• _Set problem_
Carry over every line from the one containing "written like (753,972)." down to the one containing "Target: foam on shore", both included, and add -124 to each number in the answer coordinates.

• _Supplied material_
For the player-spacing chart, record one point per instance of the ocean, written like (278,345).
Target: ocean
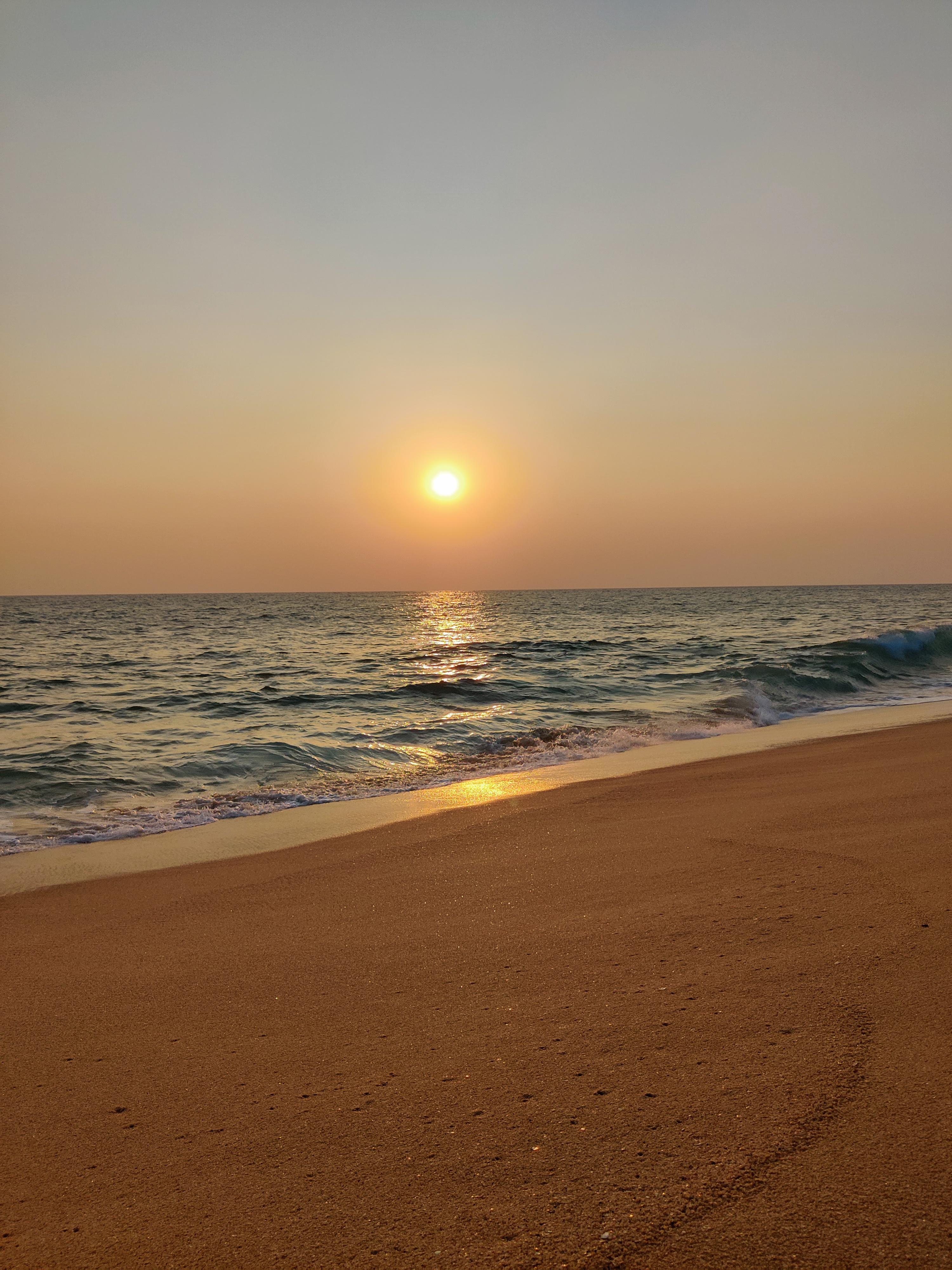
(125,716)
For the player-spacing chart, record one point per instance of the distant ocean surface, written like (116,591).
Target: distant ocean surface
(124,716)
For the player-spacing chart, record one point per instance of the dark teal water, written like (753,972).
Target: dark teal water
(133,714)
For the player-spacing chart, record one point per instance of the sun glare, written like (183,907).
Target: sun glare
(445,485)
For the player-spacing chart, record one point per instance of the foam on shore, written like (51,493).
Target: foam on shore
==
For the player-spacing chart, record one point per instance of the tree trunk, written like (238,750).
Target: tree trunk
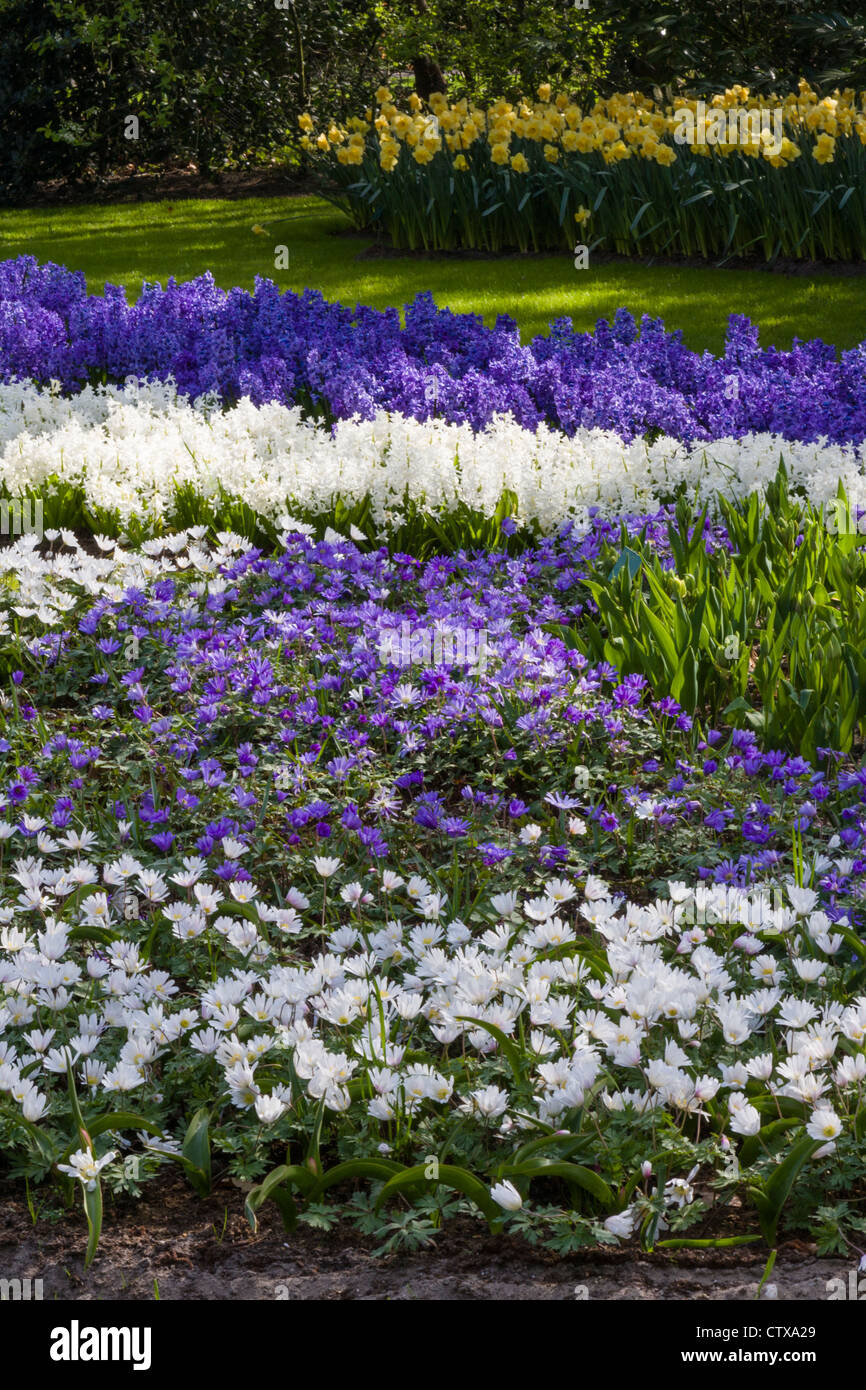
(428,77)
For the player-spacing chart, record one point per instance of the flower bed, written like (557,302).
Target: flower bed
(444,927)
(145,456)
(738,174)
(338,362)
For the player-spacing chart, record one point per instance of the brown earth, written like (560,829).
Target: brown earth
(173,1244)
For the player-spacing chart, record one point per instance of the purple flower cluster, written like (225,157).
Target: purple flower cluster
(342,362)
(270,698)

• _Result of this exercise_
For the player-spacing chart, record one point per instance of the dark teal water, written like (753,972).
Target: dark teal water
(9,590)
For the player-spacing chart, record one point per instance of the sun glare, written like (183,907).
Target: sun glare
(321,361)
For the player-spacing chart, record one point per instance of the foam on shore, written like (51,493).
Target: foam on shore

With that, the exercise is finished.